==== Entries supplied
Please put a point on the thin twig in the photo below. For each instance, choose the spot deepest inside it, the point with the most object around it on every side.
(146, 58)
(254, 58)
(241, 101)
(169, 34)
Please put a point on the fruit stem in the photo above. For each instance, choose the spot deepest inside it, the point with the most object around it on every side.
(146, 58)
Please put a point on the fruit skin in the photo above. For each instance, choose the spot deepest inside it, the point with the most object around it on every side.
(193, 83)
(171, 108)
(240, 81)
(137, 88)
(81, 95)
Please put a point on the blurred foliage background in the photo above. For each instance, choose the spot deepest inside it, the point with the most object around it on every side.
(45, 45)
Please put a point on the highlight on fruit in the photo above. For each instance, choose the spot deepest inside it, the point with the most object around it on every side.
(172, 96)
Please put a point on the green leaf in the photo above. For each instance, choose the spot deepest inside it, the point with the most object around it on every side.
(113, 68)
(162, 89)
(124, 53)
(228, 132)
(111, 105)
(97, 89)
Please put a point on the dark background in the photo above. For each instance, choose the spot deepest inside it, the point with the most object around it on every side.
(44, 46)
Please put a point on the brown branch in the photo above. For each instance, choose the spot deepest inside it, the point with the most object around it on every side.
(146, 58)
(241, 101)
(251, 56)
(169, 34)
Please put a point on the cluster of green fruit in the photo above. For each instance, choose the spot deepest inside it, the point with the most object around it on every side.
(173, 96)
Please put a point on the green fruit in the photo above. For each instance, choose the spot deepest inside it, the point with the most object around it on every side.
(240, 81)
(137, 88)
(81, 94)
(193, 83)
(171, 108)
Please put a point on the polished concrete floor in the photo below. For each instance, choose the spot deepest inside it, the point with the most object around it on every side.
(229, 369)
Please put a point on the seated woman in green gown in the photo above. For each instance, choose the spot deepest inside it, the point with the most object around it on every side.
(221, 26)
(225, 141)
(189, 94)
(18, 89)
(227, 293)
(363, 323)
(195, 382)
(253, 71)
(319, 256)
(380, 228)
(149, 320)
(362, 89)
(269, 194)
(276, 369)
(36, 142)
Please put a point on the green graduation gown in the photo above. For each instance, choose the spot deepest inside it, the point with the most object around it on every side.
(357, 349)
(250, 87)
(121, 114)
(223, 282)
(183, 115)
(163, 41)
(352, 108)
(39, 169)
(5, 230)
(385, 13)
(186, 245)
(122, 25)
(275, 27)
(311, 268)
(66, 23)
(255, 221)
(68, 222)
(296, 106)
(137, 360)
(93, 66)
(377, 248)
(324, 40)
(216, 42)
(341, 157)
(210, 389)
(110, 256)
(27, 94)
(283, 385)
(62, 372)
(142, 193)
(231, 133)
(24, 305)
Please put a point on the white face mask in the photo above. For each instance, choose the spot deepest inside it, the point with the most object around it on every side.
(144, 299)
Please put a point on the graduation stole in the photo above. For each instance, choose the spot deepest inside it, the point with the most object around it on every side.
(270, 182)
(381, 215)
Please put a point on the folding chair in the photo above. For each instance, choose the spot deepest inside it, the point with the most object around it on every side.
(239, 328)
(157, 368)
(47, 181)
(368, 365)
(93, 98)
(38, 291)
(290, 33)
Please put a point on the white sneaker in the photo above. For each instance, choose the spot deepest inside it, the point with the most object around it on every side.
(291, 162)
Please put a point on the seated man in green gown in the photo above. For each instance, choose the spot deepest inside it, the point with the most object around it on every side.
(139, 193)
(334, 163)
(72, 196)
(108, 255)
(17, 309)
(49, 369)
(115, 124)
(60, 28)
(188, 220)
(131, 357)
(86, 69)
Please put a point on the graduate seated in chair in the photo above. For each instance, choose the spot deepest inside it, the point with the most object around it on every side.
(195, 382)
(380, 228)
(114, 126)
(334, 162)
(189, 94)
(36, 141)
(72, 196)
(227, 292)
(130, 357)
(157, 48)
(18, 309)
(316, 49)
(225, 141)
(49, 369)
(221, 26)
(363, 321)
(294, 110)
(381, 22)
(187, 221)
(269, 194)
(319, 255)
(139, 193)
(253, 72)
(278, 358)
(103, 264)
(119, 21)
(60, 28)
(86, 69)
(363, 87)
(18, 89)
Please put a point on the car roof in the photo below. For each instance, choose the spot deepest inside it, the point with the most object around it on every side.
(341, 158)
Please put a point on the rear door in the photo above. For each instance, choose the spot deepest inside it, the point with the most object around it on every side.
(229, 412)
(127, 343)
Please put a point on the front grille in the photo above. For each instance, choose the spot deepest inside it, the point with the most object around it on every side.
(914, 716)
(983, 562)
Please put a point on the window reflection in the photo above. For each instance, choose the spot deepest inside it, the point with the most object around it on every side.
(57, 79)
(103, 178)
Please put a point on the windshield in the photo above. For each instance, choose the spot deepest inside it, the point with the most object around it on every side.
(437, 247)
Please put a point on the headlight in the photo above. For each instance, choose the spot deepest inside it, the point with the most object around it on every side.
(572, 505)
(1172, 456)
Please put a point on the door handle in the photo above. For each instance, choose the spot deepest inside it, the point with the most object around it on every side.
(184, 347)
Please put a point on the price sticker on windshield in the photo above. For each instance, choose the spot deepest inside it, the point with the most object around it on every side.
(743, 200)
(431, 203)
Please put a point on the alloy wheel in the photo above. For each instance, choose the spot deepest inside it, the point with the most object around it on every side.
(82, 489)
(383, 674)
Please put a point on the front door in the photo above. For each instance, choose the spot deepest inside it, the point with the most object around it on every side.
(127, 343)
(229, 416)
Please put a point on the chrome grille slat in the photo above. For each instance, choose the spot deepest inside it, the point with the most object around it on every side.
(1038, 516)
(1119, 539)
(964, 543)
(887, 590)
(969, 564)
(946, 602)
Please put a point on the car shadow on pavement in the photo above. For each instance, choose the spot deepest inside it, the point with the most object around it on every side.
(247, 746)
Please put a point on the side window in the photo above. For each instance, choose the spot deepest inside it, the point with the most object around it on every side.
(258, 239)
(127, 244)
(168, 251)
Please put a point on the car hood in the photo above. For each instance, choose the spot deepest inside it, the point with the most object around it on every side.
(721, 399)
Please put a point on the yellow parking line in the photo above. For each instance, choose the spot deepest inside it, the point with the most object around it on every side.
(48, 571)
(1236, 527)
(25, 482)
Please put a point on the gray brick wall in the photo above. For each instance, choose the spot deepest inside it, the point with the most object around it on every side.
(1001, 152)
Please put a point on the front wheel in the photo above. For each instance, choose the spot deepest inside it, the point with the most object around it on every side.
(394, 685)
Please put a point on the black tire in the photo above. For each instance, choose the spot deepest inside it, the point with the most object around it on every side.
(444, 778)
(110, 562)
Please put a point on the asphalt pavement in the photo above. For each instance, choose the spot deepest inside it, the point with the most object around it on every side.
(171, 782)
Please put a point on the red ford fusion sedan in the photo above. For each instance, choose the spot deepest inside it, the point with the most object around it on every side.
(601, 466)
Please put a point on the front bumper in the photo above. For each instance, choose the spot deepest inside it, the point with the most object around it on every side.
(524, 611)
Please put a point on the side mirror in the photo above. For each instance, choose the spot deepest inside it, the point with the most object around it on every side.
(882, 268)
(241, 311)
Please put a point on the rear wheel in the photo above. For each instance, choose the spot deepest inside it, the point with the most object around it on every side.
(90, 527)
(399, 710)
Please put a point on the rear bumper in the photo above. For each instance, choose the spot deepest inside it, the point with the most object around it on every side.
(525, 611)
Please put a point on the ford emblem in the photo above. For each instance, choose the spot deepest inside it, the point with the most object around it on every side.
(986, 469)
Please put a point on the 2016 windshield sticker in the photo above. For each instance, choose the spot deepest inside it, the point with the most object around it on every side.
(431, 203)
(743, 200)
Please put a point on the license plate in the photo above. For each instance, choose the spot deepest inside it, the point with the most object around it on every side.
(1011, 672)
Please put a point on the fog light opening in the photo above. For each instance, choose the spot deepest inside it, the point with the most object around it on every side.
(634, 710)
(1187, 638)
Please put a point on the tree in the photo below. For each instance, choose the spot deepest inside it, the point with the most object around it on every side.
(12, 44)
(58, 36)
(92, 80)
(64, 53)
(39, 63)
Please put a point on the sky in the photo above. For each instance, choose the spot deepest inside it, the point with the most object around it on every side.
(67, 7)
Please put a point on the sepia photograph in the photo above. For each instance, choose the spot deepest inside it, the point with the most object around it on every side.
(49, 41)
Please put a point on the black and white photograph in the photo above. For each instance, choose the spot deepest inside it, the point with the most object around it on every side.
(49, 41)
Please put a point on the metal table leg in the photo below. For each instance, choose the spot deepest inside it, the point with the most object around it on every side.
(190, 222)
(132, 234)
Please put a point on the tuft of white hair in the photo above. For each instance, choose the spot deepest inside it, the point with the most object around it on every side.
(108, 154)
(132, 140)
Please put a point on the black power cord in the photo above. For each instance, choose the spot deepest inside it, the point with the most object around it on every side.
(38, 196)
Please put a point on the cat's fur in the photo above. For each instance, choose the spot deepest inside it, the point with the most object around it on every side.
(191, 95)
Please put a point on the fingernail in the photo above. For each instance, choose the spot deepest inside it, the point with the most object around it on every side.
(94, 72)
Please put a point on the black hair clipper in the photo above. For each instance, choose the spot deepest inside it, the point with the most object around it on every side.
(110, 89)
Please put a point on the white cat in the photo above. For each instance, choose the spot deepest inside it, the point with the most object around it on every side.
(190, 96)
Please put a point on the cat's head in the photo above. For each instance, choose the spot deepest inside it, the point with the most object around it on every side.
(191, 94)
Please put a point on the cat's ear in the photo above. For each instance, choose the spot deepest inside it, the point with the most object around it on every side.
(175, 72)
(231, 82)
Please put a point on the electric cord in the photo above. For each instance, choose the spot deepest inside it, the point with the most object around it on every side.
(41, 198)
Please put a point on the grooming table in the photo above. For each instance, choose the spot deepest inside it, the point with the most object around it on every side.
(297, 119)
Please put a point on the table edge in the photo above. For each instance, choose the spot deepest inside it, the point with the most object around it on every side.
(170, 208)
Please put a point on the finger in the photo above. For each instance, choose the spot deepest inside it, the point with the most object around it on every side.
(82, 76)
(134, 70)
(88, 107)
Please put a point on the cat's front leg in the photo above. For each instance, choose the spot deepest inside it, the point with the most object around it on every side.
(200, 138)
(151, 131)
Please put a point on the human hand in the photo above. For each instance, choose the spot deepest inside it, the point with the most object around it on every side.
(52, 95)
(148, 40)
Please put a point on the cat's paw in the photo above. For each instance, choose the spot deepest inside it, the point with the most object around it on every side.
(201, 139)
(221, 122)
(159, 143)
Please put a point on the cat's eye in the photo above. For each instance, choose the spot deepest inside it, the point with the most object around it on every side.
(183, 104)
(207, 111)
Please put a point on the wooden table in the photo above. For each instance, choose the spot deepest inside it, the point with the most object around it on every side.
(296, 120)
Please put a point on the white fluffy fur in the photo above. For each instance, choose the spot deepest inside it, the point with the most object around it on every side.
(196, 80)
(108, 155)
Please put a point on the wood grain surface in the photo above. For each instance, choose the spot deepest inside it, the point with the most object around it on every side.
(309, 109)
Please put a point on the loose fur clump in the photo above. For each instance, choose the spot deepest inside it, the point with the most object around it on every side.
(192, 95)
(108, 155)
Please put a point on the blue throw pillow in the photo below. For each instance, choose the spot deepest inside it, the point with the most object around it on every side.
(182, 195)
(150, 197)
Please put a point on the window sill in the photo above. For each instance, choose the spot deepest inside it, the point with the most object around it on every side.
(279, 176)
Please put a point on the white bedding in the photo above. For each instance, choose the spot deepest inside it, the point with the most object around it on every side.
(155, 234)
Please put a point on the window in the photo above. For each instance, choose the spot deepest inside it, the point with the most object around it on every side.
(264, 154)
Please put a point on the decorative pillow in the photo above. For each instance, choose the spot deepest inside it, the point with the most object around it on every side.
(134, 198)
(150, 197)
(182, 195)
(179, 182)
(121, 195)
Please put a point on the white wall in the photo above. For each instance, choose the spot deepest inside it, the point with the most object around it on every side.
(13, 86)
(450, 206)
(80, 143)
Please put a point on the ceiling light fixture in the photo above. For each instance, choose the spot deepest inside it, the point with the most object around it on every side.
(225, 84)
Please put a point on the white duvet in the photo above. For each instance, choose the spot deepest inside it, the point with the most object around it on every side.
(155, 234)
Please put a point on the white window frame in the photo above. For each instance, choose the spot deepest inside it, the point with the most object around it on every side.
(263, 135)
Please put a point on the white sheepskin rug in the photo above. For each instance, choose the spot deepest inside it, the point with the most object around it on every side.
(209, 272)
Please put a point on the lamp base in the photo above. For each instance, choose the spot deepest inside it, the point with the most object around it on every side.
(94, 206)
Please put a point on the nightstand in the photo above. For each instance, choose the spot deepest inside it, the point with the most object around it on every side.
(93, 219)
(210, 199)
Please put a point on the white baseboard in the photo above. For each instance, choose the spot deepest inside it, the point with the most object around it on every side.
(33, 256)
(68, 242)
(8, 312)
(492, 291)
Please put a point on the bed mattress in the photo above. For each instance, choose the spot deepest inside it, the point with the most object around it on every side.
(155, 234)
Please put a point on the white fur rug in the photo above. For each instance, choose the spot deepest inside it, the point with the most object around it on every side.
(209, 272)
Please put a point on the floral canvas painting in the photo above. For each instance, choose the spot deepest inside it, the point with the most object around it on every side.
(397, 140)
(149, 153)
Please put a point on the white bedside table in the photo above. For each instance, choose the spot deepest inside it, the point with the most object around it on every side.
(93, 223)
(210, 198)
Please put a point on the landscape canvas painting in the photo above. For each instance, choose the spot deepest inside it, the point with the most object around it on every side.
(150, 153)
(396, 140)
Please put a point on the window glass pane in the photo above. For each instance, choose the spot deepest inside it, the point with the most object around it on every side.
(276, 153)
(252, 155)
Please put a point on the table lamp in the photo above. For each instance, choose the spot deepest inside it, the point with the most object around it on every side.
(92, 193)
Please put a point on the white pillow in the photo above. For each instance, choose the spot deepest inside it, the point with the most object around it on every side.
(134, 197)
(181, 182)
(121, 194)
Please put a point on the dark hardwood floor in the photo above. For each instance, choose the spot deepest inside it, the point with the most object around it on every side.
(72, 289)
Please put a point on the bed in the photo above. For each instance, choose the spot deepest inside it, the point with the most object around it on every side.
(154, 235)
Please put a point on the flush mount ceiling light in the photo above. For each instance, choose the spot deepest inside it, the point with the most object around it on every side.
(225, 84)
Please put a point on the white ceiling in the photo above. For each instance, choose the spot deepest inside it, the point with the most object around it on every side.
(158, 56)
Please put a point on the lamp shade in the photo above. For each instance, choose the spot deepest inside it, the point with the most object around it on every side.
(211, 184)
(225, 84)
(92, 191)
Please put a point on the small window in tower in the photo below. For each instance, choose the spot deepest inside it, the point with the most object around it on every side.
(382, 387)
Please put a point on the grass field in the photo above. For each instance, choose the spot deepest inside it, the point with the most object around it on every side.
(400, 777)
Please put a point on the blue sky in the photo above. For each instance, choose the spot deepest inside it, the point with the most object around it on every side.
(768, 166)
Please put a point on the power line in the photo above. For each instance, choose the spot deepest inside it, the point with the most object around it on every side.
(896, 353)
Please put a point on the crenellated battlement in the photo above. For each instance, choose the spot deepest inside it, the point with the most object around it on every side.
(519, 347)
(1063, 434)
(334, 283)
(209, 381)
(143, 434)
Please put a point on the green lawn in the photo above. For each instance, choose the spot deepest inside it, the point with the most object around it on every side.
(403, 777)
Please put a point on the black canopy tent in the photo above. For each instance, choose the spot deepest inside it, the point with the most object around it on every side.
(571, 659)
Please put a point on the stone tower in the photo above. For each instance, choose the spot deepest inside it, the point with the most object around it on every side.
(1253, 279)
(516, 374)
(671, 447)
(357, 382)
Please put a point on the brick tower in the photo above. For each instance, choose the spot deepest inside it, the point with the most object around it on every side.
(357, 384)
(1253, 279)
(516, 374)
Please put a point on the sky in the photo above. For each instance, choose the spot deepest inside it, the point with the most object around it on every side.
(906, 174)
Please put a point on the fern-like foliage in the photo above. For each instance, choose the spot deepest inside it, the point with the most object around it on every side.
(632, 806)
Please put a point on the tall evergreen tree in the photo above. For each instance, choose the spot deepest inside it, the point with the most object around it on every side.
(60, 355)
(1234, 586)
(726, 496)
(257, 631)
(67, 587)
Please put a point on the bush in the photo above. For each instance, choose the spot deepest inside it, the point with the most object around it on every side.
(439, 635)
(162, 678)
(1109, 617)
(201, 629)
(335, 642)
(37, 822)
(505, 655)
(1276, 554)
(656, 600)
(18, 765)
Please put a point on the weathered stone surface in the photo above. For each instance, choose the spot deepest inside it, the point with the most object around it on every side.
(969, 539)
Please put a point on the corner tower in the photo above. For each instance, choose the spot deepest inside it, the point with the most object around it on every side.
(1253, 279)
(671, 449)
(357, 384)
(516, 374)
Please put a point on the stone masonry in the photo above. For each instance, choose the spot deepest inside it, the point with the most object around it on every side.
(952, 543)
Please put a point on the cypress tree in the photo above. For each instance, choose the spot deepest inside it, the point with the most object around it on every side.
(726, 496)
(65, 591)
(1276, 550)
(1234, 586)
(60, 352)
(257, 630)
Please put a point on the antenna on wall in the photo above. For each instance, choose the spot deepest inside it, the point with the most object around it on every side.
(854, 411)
========
Reproduce, exactly and with nothing added, the lines from the one that includes "Please put a point on the corner" through the last line of the material.

Please put a point on the corner tower in the photo above. For each instance, choose the spot deepest inside it, the point with the most object around it on every side.
(1253, 279)
(671, 449)
(357, 384)
(516, 374)
Please put a point on the stone masonry in the photo above. For each instance, choose the spot deepest inside it, the point with the most object around it on every side.
(952, 543)
Please put a point on the cypress tree in the photo above. For each instance, choose the spot deepest inside it, the point with the most object around it on every side.
(726, 496)
(65, 591)
(1276, 550)
(1234, 586)
(60, 352)
(257, 630)
Please put a point on the antenna on wall in the photo above. For each instance, choose the spot deepest inside it, the point with the most object around it on every side.
(854, 411)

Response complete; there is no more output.